> _Extracted text_:
****************************************

# Data Acquisition and Data Preparation

## First Scraper

In [None]:
from urllib.request import urlopen
from bs4 import BeautifulSoup
from urllib.error import HTTPError, URLError

### Running `BeautifulSoup`

In [None]:
html = urlopen('http://www.pythonscraping.com/pages/page1.html')
bs = BeautifulSoup(html.read(), 'html.parser')
print(bs.h1)

In [None]:
print(bs.html.div)

### Handling Connection and Exceptions

In [None]:
try:
    html = urlopen('https://pythonscrapingthisurldoesnotexist.com')
except HTTPError as e:
    print(e)
except URLError as e:
    print('The server could not be found!')
else:
    print('It worked!')

In [None]:
def getTitle(url):
    try:
        html = urlopen(url)
    except HTTPError as e:
        return None
    try:
        bs = BeautifulSoup(html.read(), 'html.parser')
        title = bs.body.h1
    except AttributeError as e:
        return None
    return title


title = getTitle('http://www.pythonscraping.com/pages/page1.html')
if title == None:
    print('Title could not be found')
else:
    print(title)

### Exercise

Develop parsing function that can extract title and paragraph as a list object from [http://www.pythonscraping.com/pages/page1.html](http://www.pythonscraping.com/pages/page1.html)

In [None]:
def getContent(url):

    # type your code here

    return content

content = getContent('http://www.pythonscraping.com/pages/page1.html')

if content == None:
     print('Content could not be found')
else:
    for i in content:
        print(i)

****************************************

> _Dataset extract_:
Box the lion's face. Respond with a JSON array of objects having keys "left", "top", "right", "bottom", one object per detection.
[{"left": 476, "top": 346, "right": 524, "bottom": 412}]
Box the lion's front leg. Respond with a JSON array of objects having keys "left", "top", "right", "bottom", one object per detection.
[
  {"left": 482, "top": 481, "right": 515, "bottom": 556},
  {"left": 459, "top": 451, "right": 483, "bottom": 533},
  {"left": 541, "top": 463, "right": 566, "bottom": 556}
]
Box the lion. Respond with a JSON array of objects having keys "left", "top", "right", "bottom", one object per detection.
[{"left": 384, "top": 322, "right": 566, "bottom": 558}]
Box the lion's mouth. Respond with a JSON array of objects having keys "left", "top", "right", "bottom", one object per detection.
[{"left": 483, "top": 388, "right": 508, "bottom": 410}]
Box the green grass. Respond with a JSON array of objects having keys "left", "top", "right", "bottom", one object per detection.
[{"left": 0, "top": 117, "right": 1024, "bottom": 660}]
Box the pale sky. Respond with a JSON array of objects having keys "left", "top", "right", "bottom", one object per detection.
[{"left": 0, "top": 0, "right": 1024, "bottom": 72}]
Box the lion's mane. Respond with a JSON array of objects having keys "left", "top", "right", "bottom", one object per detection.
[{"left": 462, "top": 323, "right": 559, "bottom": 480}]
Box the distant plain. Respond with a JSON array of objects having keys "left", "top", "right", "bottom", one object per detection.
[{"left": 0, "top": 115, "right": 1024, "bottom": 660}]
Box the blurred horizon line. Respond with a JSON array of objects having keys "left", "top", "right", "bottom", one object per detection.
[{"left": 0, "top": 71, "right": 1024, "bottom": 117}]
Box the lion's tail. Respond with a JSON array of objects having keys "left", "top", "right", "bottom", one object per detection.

****************************************

> _Request A_:
In the scraping notebook, what message is printed when the server can't be found?
> _Request B_:
Rewrite everything from "print(bs.h1)" down to "not be found!')" in the scraping notebook, changing "URLError" to "OSError" each time it appears.

> _Exercise output A_:
The server could not be found!

> _Exercise output B_:
print(bs.h1)

In [None]:
print(bs.html.div)

### Handling Connection and Exceptions

In [None]:
try:
    html = urlopen('https://pythonscrapingthisurldoesnotexist.com')
except HTTPError as e:
    print(e)
except OSError as e:
    print('The server could not be found!')